◆ **Extracto del documento**:

Homilía de S.E. Mons. Claudio Gatti del 30 marzo 2008
II Domingo De Pascua o de la Divina Misericordia (AñO A)
Primera lectura: Hc 2,42-47; Salmo responsorial: Sal 117; Segunda lectura: 1Pt 1,3-9; Evangelio: Jn 20,19-31
[Los que habían sido bautizados] eran constantes en escuchar la enseñanza de los apóstoles y en la unión, en partir el pan y en las oraciones.
Todos estaban impresionados ante los prodigios y señales que hacían los apóstoles.
Todos los creyentes vivían unidos y lo tenían todo en común; vendían las posesiones y haciendas, y las distribuían entre todos, según la necesidad de cada uno.
Todos los días acudían juntos al templo, partían el pan en las casas, comían juntos con alegría y sencillez de corazón, alabando a Dios y gozando del favor de todo el pueblo.
El Señor añadía cada día al grupo a todos los que entraban por el camino de la salvación.

◆ **Tarea del ejercicio**: Según el extracto de la homilía, ¿qué hacían los creyentes con sus posesiones y haciendas?

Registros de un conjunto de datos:
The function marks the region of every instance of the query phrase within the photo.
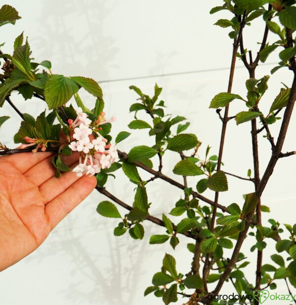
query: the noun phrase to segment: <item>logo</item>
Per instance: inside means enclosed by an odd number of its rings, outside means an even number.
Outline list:
[[[253,296],[260,304],[263,304],[269,297],[269,292],[266,289],[264,290],[255,290],[253,292]]]

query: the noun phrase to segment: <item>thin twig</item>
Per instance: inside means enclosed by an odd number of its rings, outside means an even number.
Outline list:
[[[121,200],[112,195],[111,193],[110,193],[105,188],[100,188],[99,187],[96,187],[96,189],[99,192],[103,195],[105,195],[106,197],[108,197],[110,199],[112,200],[114,202],[116,202],[117,204],[119,204],[122,207],[125,209],[128,210],[129,211],[131,211],[133,209],[133,207],[127,204],[123,201],[122,201]],[[161,219],[157,218],[157,217],[155,217],[154,216],[152,216],[152,215],[148,215],[145,218],[146,220],[148,220],[149,221],[155,224],[158,226],[160,226],[161,227],[164,227],[165,228],[165,226],[164,225],[164,222]],[[175,231],[177,230],[177,227],[174,224],[173,224],[173,227]],[[190,232],[186,231],[184,232],[184,233],[180,233],[183,234],[183,235],[187,236],[187,237],[190,237],[191,238],[195,239],[195,236],[193,234],[192,234]]]
[[[242,180],[246,180],[247,181],[251,181],[251,182],[254,182],[255,181],[254,178],[245,178],[243,177],[241,177],[240,176],[237,176],[237,175],[234,175],[234,174],[230,174],[230,173],[227,173],[225,171],[223,171],[225,174],[226,175],[229,175],[229,176],[233,176],[233,177],[235,177],[239,179],[242,179]]]

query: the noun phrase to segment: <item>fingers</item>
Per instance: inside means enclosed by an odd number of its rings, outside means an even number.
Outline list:
[[[79,178],[75,173],[64,173],[58,178],[52,177],[39,187],[39,191],[44,198],[45,204],[65,191]]]
[[[84,176],[45,205],[45,212],[51,229],[54,228],[94,190],[96,178]]]
[[[52,156],[48,157],[31,167],[24,176],[37,187],[41,186],[54,176],[55,169],[52,162]],[[63,158],[63,161],[68,166],[71,166],[78,158],[78,153],[73,153],[71,156]]]
[[[21,173],[23,173],[52,154],[50,152],[22,152],[8,156],[5,160],[13,164]]]

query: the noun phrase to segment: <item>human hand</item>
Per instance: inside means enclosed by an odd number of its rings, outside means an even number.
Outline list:
[[[54,176],[50,152],[0,157],[0,271],[36,250],[96,185],[74,173]],[[75,153],[65,160],[71,167]]]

◆ **Solución de la tarea**: Las vendían y las distribuían entre todos, según la necesidad de cada uno.